Start of DOCUMENT SEGMENT
Wendell Phillips Garrison (June 4, 1840 - February 27, 1907) was an American editor and author.

==Early life==
Garrison was born on June 4, 1840, at Cambridgeport, Massachusetts. He was the third son of the abolitionist William Lloyd Garrison and Helen Eliza ( Benson) Garrison. Among his three siblings were brother William Lloyd Garrison Jr. (a prominent advocate of the single tax) and sister Helen Frances Garrison (a suffragette who married railroad tycoon Henry Villard).

He graduated from Harvard in 1861 and his father's abolitionist newspaper, The Liberator, ended in 1865, after passage of the Thirteenth Amendment to the U.S. Constitution. Very much a successor was The Nation, which began in 1865 and of which he was Literary Editor, but backed up by his father's vast network of contacts.

==Career==
As a young man, Garrison had adopted pacifist and anti-imperialist beliefs. He had assisted E. L. Godkin in establishing the magazine. Henry Villard, who merged The Nation with the New York Evening Post, was Garrison's brother-in-law. Garrison also wrote several books, including What Mr. Darwin Saw, an abridged and illustrated version of Darwin's The Voyage of the Beagle for children.
End of DOCUMENT SEGMENT
Start of EXTRACTED RECORDS
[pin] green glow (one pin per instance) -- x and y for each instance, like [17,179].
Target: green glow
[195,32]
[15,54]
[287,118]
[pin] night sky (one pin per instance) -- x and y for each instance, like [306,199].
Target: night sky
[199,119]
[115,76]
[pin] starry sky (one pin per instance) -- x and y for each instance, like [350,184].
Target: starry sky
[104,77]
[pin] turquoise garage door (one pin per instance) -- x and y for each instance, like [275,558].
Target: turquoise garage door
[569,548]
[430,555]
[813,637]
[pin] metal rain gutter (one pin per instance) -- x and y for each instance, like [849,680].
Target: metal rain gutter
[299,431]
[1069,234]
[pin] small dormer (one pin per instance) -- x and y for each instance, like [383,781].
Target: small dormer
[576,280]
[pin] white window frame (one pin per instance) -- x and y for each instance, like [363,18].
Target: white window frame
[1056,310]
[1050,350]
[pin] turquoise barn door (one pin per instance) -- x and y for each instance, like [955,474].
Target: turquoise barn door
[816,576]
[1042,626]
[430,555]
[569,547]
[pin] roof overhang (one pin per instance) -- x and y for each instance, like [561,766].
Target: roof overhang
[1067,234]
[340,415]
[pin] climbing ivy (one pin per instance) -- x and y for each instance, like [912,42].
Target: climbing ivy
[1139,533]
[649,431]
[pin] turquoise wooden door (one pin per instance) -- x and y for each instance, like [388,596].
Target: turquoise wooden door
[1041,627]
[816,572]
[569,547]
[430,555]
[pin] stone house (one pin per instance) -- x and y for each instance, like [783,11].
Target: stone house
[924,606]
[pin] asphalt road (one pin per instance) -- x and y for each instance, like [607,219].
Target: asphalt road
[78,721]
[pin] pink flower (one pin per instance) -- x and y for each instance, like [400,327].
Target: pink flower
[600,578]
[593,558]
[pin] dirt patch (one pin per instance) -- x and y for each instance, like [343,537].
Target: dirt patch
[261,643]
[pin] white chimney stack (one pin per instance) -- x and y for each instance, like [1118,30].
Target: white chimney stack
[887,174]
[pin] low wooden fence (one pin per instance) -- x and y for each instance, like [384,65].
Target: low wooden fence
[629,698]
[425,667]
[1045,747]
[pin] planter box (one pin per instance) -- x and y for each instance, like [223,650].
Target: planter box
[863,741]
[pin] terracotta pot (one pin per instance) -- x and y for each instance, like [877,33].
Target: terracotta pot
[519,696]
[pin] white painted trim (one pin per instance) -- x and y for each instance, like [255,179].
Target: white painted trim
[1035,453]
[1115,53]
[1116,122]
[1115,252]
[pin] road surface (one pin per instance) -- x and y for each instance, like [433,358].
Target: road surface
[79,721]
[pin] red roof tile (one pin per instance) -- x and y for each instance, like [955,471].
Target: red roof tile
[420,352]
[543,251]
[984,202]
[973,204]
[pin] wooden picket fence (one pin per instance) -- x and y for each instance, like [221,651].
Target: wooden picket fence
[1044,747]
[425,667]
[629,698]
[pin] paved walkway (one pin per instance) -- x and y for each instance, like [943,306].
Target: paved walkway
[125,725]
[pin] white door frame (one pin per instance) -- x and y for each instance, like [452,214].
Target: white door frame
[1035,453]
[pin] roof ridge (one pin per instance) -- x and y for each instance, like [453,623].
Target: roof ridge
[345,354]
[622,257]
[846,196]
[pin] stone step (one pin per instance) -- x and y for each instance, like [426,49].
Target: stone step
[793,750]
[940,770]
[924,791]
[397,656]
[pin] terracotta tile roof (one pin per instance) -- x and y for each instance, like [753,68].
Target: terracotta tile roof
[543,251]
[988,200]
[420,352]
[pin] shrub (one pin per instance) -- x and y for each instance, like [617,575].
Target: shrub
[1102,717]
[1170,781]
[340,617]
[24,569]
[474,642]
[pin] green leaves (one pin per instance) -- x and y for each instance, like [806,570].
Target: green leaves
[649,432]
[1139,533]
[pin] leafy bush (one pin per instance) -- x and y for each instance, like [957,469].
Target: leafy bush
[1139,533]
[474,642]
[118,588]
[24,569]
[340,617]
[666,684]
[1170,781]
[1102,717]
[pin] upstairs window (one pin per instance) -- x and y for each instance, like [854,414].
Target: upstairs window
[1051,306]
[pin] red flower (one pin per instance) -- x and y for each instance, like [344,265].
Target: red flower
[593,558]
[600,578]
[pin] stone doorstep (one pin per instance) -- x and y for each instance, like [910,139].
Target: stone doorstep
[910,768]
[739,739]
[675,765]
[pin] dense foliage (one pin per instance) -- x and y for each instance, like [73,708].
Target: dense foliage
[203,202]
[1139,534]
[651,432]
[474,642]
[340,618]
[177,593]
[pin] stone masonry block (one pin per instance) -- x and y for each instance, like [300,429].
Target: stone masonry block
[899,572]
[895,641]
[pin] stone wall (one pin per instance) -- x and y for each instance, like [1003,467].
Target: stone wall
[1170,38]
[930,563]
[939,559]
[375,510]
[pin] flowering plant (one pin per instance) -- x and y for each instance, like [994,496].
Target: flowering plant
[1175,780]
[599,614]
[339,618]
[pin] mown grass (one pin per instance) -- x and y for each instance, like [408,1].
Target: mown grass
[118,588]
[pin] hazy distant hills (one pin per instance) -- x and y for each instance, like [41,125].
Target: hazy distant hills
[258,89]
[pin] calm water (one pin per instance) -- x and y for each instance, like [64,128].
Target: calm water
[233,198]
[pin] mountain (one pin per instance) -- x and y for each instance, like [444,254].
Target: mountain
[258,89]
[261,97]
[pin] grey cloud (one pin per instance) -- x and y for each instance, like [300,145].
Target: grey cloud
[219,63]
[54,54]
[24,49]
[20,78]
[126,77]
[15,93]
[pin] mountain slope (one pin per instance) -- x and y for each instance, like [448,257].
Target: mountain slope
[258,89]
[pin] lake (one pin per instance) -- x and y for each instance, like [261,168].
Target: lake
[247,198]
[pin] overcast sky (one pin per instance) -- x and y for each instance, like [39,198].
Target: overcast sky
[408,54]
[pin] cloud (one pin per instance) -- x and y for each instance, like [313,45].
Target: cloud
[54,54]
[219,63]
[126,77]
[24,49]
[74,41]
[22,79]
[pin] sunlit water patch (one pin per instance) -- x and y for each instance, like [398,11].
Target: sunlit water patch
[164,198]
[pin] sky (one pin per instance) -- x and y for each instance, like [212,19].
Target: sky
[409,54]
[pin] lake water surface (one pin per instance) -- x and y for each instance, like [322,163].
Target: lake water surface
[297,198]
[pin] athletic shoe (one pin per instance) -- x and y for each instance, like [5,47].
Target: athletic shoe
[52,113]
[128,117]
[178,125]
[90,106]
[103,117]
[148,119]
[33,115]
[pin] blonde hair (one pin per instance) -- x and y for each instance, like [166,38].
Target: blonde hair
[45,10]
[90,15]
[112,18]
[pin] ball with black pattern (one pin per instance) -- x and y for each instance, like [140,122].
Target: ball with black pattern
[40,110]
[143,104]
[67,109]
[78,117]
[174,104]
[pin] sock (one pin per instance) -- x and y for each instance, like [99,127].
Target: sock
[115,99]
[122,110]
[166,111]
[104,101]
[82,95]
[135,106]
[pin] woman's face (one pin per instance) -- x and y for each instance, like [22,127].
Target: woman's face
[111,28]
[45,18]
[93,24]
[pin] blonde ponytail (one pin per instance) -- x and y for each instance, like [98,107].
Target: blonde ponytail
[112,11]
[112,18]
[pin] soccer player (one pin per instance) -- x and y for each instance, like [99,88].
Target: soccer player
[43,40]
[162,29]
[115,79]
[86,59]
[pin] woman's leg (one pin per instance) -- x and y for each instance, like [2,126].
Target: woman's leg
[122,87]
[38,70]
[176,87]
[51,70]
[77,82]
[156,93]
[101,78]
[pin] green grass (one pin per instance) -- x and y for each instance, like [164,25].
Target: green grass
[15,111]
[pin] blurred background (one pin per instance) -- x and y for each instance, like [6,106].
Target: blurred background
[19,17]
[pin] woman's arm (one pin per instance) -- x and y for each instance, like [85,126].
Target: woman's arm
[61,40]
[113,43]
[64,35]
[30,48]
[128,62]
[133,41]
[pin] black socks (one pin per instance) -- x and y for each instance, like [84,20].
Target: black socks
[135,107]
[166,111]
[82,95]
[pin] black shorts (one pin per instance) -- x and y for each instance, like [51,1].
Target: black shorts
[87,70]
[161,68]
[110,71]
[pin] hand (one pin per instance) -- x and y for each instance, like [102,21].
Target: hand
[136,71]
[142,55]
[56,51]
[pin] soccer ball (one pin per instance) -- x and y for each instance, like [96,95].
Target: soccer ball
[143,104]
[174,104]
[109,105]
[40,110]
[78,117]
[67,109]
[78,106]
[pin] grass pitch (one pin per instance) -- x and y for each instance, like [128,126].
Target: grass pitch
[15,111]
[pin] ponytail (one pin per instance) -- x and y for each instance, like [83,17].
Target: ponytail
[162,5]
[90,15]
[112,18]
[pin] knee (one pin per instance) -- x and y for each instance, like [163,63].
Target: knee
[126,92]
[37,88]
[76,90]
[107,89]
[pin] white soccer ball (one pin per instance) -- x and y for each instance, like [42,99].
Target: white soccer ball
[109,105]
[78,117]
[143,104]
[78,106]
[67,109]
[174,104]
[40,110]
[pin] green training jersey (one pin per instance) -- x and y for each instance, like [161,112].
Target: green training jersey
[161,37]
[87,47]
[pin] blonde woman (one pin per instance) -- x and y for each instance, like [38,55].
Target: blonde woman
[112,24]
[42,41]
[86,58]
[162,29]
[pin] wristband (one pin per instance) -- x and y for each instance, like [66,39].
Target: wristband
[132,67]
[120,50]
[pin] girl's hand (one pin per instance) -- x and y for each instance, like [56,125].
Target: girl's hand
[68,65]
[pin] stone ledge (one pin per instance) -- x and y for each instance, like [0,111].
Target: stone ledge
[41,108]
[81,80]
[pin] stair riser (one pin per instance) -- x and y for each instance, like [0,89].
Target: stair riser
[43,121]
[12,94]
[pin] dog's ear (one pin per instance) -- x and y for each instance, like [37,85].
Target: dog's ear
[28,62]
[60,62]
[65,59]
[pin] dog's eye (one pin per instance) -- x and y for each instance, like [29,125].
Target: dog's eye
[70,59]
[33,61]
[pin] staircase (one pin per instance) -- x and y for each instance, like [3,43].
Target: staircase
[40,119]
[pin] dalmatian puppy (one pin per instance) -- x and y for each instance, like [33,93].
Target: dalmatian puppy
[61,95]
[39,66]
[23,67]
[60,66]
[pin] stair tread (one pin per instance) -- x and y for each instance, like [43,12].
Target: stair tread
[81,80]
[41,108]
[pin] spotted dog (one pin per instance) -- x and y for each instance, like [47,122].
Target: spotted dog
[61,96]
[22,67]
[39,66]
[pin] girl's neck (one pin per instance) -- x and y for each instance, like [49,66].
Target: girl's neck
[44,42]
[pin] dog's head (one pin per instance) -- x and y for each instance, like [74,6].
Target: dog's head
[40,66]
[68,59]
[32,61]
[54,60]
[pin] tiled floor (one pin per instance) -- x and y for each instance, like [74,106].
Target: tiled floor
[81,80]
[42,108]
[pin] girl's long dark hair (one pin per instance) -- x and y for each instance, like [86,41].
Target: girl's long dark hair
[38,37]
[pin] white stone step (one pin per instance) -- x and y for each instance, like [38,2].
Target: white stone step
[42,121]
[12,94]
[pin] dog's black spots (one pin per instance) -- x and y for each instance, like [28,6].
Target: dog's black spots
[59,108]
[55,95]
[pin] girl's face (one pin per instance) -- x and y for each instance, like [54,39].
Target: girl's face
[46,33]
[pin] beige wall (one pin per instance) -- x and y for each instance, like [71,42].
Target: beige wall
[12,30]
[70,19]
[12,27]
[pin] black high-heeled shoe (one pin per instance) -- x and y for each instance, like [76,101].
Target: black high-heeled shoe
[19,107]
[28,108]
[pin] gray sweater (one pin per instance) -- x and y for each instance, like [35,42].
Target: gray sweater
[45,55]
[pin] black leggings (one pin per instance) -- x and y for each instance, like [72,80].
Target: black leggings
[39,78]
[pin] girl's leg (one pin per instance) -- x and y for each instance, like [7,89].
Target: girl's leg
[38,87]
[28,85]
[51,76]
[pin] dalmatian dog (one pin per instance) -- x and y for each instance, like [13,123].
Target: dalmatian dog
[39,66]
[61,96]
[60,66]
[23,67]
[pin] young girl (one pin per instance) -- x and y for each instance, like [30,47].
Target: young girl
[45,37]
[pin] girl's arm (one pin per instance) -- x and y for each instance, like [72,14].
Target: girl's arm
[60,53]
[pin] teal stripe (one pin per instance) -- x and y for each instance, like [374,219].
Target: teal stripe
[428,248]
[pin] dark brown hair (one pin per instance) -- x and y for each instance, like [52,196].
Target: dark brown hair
End of EXTRACTED RECORDS
**WHAT THIS EXERCISE ASKS:**
- A) From the Garrison biography, extract the passage that begins at the words "Wendell Phillips Garrison" and stops after "tycoon Henry Villard).".
- B) Which newspapers and magazines does the Garrison biography name?
The listing is separate material from the Garrison biography.

**ANSWERS TO THE PROBLEMS:**
- A)
Wendell Phillips Garrison (June 4, 1840 - February 27, 1907) was an American editor and author.

==Early life==
Garrison was born on June 4, 1840, at Cambridgeport, Massachusetts. He was the third son of the abolitionist William Lloyd Garrison and Helen Eliza ( Benson) Garrison. Among his three siblings were brother William Lloyd Garrison Jr. (a prominent advocate of the single tax) and sister Helen Frances Garrison (a suffragette who married railroad tycoon Henry Villard).

- B)
The Liberator
The Nation
New York Evening Post